Segmentation dataset excerpts

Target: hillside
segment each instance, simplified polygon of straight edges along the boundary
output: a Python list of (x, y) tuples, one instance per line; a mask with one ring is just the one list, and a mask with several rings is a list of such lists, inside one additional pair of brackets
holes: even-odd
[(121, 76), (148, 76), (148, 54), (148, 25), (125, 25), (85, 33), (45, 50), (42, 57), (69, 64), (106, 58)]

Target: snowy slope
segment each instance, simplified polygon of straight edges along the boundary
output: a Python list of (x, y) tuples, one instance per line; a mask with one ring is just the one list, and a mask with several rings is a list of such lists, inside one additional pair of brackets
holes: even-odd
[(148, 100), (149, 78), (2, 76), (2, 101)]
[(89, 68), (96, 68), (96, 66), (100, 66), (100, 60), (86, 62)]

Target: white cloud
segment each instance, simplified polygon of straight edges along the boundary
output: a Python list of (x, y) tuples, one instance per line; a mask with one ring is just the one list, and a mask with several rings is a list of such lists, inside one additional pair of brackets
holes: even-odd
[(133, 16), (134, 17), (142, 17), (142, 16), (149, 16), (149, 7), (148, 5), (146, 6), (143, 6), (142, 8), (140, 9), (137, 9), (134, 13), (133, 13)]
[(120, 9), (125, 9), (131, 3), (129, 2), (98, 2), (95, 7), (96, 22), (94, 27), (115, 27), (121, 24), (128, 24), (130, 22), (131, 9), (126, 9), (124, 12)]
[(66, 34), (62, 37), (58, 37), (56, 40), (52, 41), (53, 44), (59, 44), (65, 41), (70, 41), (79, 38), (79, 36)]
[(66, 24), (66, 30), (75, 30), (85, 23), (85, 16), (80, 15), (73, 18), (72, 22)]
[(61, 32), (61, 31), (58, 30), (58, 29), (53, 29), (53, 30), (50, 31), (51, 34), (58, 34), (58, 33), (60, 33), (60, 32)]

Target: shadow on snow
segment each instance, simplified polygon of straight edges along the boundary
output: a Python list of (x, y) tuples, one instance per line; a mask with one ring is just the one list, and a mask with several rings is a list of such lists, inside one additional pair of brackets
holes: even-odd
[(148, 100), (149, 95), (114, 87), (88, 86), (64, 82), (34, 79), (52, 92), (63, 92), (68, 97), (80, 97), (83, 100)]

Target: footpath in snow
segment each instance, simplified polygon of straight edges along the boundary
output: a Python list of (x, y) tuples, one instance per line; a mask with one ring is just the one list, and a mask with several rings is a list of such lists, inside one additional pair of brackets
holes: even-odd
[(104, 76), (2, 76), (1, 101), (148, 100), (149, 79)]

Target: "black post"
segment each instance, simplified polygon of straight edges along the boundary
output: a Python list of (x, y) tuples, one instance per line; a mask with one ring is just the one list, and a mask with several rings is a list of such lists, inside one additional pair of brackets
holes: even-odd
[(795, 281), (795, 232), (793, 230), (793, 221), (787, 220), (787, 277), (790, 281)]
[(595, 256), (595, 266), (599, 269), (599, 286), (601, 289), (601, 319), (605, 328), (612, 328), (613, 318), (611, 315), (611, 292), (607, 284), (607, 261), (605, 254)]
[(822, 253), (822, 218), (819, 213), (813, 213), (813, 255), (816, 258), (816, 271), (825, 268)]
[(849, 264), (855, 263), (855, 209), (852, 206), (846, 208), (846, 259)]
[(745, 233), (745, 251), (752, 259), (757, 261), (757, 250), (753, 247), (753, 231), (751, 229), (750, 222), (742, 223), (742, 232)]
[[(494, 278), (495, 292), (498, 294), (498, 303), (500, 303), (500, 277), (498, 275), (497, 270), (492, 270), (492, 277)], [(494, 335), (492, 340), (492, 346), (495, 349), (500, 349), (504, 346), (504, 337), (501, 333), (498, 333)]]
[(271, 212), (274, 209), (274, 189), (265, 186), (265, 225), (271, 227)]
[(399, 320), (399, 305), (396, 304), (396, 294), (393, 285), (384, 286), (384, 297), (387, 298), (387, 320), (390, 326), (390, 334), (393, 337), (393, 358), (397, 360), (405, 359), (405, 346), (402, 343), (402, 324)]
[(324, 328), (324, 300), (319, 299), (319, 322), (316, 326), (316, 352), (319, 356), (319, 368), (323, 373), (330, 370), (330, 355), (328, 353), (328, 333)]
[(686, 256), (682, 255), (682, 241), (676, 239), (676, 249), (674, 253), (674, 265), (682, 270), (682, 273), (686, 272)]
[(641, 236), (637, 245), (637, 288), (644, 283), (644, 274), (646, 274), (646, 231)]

JOB
Reproduce the data, keeping every line exactly the same.

SOLUTION TO THIS EXERCISE
Target: hillside
segment each instance, simplified polygon of straight edges along the boundary
output: a Python list of (x, y) tuples, one instance per line; a mask with one ring is just the one list, and a mask with several rings is a list of such lists, inside one additional pair of brackets
holes: even-odd
[(121, 76), (148, 76), (148, 54), (148, 25), (125, 25), (85, 33), (45, 50), (42, 57), (69, 64), (106, 58)]

Target: snowy slope
segment each instance, simplified polygon of straight edges along the boundary
output: a Python list of (x, y) tuples, one instance per line; a mask with one ring is just the one list, and a mask with several rings is a list of such lists, inside one additional pair of brackets
holes: even-odd
[(148, 100), (149, 78), (2, 76), (2, 101)]
[(89, 68), (96, 68), (96, 66), (100, 66), (100, 60), (86, 62)]

Target: white cloud
segment each instance, simplified polygon of straight edges along the boundary
output: a Python list of (x, y) tuples, one instance per line; a mask with one ring is just the one list, and a mask with several rings is a list of such lists, inside one additional pair of brackets
holes: even-odd
[(133, 16), (134, 17), (142, 17), (142, 16), (149, 16), (149, 7), (148, 5), (146, 6), (143, 6), (142, 8), (140, 9), (137, 9), (134, 13), (133, 13)]
[(120, 9), (125, 9), (131, 3), (129, 2), (98, 2), (95, 7), (96, 22), (94, 27), (115, 27), (121, 24), (128, 24), (130, 22), (131, 9), (126, 9), (124, 12)]
[(66, 34), (62, 37), (58, 37), (56, 40), (52, 41), (53, 44), (59, 44), (65, 41), (70, 41), (79, 38), (79, 36)]
[(66, 24), (66, 30), (75, 30), (85, 23), (85, 16), (80, 15), (73, 18), (72, 22)]
[(61, 32), (61, 31), (58, 30), (58, 29), (53, 29), (53, 30), (50, 31), (51, 34), (58, 34), (58, 33), (60, 33), (60, 32)]

Target: shadow on snow
segment each instance, simplified polygon of straight edges along the boundary
output: a Python list of (x, y) tuples, one instance per line; a mask with one ring is just the one list, and a mask with several rings is a list of such lists, inside one additional pair of brackets
holes: even-odd
[(148, 100), (149, 95), (114, 87), (88, 86), (64, 82), (34, 79), (52, 92), (63, 92), (68, 97), (80, 97), (83, 100)]

Target: footpath in snow
segment each instance, simplified polygon of straight edges along the boundary
output: a Python list of (x, y) tuples, one instance per line; a mask with one ring is just the one list, and a mask with several rings is a list of such lists, inside one additional pair of brackets
holes: even-odd
[(104, 76), (2, 76), (1, 101), (148, 100), (149, 79)]

Target: "black post"
segment each instance, simplified polygon of straight edges along the boundary
output: a Python list of (x, y) tuples, one instance per line; a mask with one ring is just the one list, and a mask with several rings is a list of such lists, inside one additional pair of brackets
holes: even-odd
[(795, 281), (795, 232), (793, 230), (793, 221), (787, 220), (787, 277), (790, 281)]
[(595, 256), (595, 266), (599, 269), (599, 286), (601, 289), (601, 319), (605, 328), (612, 328), (613, 318), (611, 315), (611, 292), (607, 284), (607, 261), (605, 254)]
[(822, 253), (822, 218), (819, 213), (813, 213), (813, 255), (816, 258), (816, 271), (825, 268)]
[(849, 264), (855, 263), (855, 209), (852, 206), (846, 208), (846, 259)]
[(745, 233), (745, 251), (752, 259), (757, 261), (757, 250), (753, 247), (753, 231), (751, 229), (750, 222), (742, 223), (742, 232)]
[[(494, 278), (495, 292), (498, 294), (498, 303), (500, 303), (500, 277), (498, 275), (497, 270), (492, 270), (492, 277)], [(494, 335), (492, 340), (492, 346), (495, 349), (500, 349), (504, 346), (504, 337), (501, 333), (498, 333)]]
[(271, 212), (274, 209), (274, 189), (265, 186), (265, 225), (271, 227)]
[(399, 320), (399, 305), (396, 304), (396, 294), (393, 285), (384, 286), (384, 297), (387, 298), (387, 320), (390, 326), (390, 334), (393, 337), (393, 358), (397, 360), (405, 359), (405, 346), (402, 343), (402, 324)]
[(324, 328), (324, 300), (319, 299), (319, 322), (316, 326), (316, 352), (319, 356), (319, 368), (323, 373), (330, 370), (330, 355), (328, 353), (328, 333)]
[(686, 256), (682, 255), (682, 241), (676, 239), (676, 249), (674, 253), (674, 265), (682, 270), (682, 273), (686, 272)]
[(641, 236), (637, 245), (637, 288), (644, 283), (644, 274), (646, 274), (646, 231)]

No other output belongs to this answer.